BEGIN SUPPLIED DATA
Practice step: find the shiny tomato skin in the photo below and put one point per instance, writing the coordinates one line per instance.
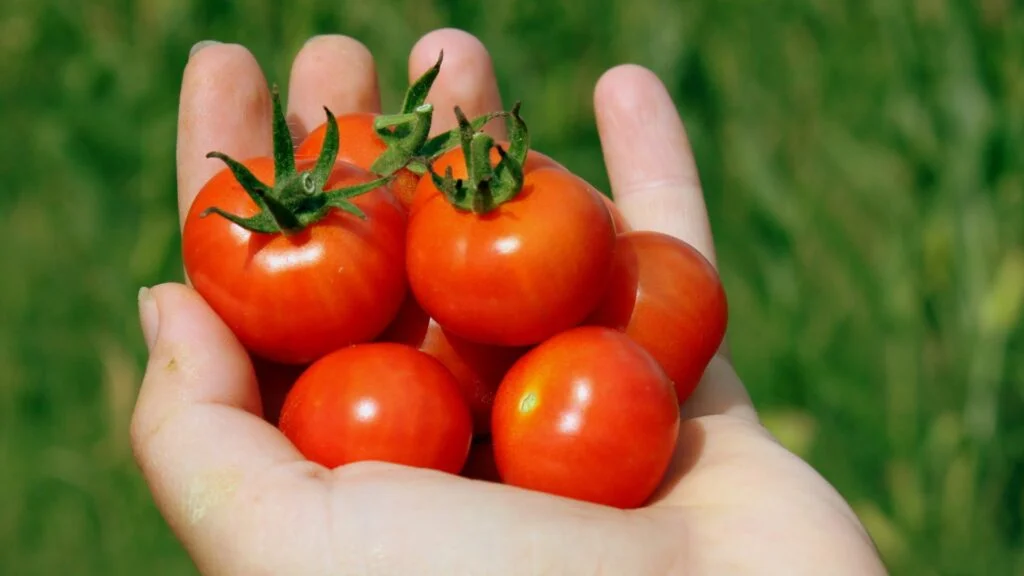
(527, 270)
(669, 298)
(478, 368)
(382, 402)
(294, 298)
(359, 145)
(588, 414)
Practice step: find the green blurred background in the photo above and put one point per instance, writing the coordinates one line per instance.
(862, 163)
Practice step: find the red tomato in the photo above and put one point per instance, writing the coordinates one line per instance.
(381, 402)
(588, 414)
(360, 146)
(668, 297)
(292, 298)
(478, 368)
(532, 266)
(616, 216)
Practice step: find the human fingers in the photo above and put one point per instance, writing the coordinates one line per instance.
(655, 184)
(332, 71)
(650, 165)
(224, 106)
(197, 430)
(466, 79)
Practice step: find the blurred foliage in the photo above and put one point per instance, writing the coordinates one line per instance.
(862, 163)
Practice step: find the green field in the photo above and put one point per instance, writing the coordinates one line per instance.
(863, 163)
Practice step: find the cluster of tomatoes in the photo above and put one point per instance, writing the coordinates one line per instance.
(457, 303)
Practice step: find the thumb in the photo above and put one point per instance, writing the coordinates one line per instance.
(197, 432)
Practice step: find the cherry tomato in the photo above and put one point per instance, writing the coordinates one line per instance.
(292, 298)
(478, 368)
(379, 401)
(359, 145)
(518, 274)
(669, 298)
(587, 414)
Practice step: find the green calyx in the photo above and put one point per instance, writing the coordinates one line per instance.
(407, 133)
(297, 198)
(486, 187)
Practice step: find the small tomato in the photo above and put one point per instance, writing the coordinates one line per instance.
(381, 402)
(669, 298)
(587, 414)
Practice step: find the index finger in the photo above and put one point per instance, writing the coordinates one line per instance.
(466, 79)
(650, 165)
(224, 106)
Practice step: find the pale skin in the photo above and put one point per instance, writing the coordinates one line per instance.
(244, 501)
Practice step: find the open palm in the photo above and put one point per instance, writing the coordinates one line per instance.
(244, 500)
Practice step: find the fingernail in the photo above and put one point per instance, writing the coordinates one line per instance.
(148, 316)
(200, 45)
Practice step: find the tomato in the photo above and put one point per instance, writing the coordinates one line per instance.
(588, 414)
(478, 368)
(360, 146)
(513, 261)
(294, 298)
(379, 401)
(301, 273)
(669, 298)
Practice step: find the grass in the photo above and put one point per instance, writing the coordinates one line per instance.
(862, 162)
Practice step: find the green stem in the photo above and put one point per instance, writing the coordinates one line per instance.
(297, 199)
(486, 187)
END SUPPLIED DATA
WHAT IS NEEDED: A faithful, complete copy of the entries is required, without the pictures.

RESPONSE BOX:
Practice step: find the shiny tomato skin in the photo below and put one point per instance, writing the coordinates one line per instance.
(527, 270)
(669, 298)
(478, 368)
(382, 402)
(294, 298)
(359, 145)
(588, 414)
Practice step: find the green blurred background in the photo above and put one point per instance, writing the coordinates one line per instance.
(862, 163)
Practice step: find the red tomato in the photo above and put one point per instance, writing the coordinates one line per instance.
(381, 402)
(588, 414)
(360, 146)
(668, 297)
(292, 298)
(478, 368)
(532, 266)
(616, 216)
Practice step: find the human fingers in the photo above and put one point per instance, writing the coordinates one line per instance.
(655, 184)
(332, 71)
(650, 165)
(224, 106)
(197, 430)
(466, 79)
Practice step: find the blurred foliage in the photo above and put one point per instance, writing the coordinates one line per instance.
(862, 163)
Practice step: find the green field in the photo above and put one point per instance, writing the coordinates one line per instance.
(863, 163)
Practice step: find the cluster of tomatoes in the photo above and put one point per instance, writing the coordinates one line per instance.
(457, 303)
Practice step: find the thumb in the photo above and put one point per instance, writing the coordinates one line per instance.
(197, 432)
Practice step: find the cherry tomato in the photo above and put one point per instance, writing the coordinates one line per instance.
(292, 298)
(478, 368)
(379, 401)
(359, 145)
(518, 274)
(669, 298)
(587, 414)
Practice step: find the green calyx in the photo above and put one point per instance, writing the coordinates one line per instance.
(407, 133)
(297, 198)
(486, 187)
Practice step: find the small tomato in the photo above and put one point per instance, writing the coordinates one line per instance.
(381, 402)
(669, 298)
(587, 414)
Practice step: find the index finger in the photo above and put one point per instance, writing the coordinates one line per instance.
(466, 79)
(650, 165)
(224, 106)
Practice step: find the pale skin in the photo above and put one point per instance, writing the coordinates one line per instance.
(244, 501)
Practice step: find the open palm in the photo above and put one point per instance, writing the coordinates one line per instance.
(244, 500)
Practice step: find the fingernail in the photo above and put one point per instance, writing the coordinates one line per instance.
(148, 316)
(200, 45)
Practice step: find the tomato in the photo above and put one point per instance, writing the coordinates one line per instance.
(588, 414)
(478, 368)
(360, 146)
(513, 261)
(294, 298)
(379, 401)
(301, 273)
(669, 298)
Practice step: find the grass in the photo above and put one point per instance, writing the coordinates one line per instance.
(862, 162)
Practice step: find the green stem in the photo above and put one point per instance, writing the coordinates one line per instance.
(297, 199)
(486, 187)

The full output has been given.